> **Given exercise**:
Arrange every nonblank line of the data below as a Markdown table with two columns, Row (the row number) and Line (the line itself). Leave the pictures out of the table.

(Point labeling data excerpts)
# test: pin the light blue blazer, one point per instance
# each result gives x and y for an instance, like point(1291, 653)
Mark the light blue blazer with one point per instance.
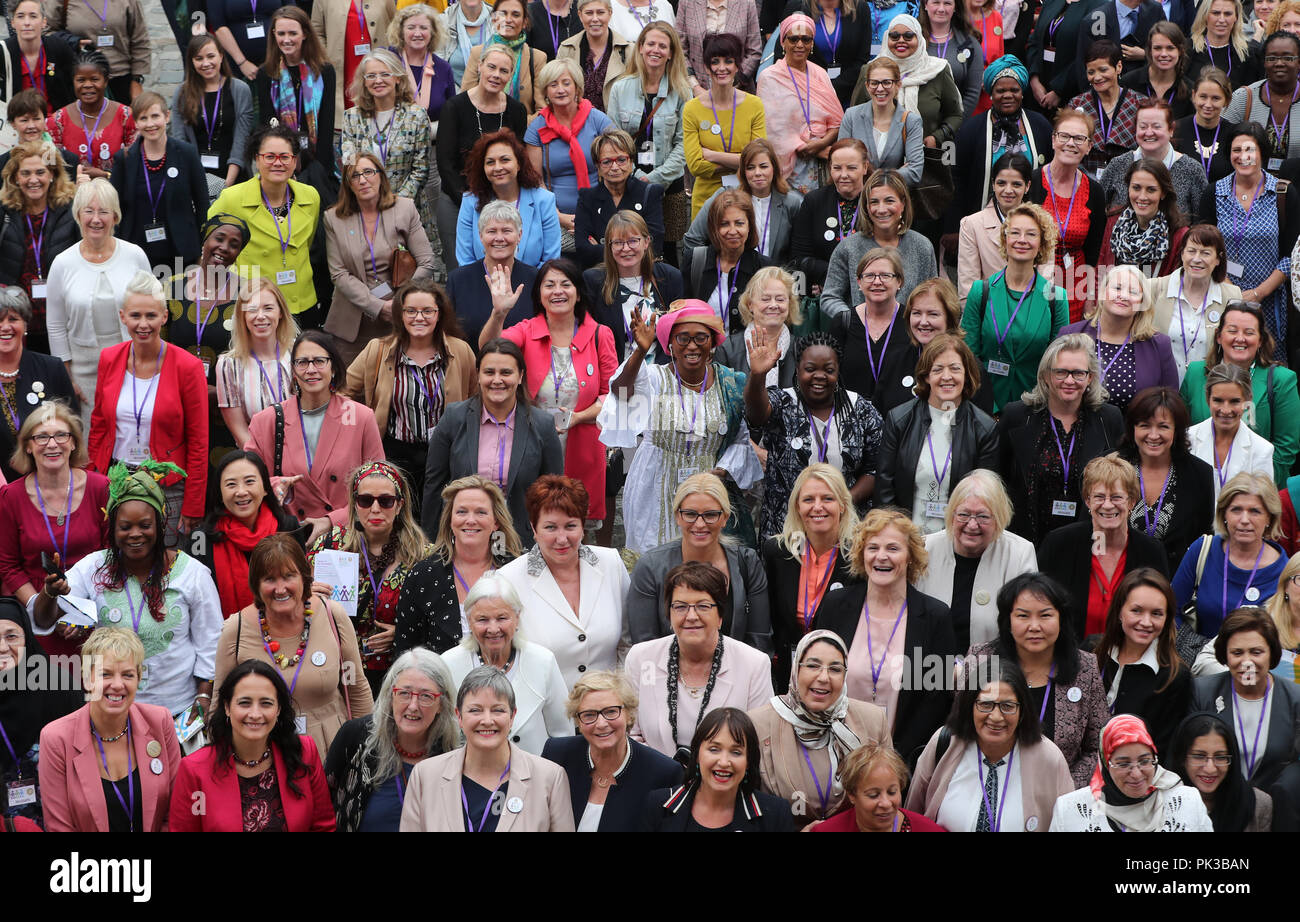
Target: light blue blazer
point(541, 237)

> **Result for this task**:
| Row | Line |
|---|---|
| 1 | # test: pin the light blue blazer, one point per instance |
| 2 | # each result gives x and y for an instance, like point(1291, 653) |
| 3 | Mark the light blue blazer with one point per instance. |
| 4 | Target: light blue blazer |
| 5 | point(541, 237) |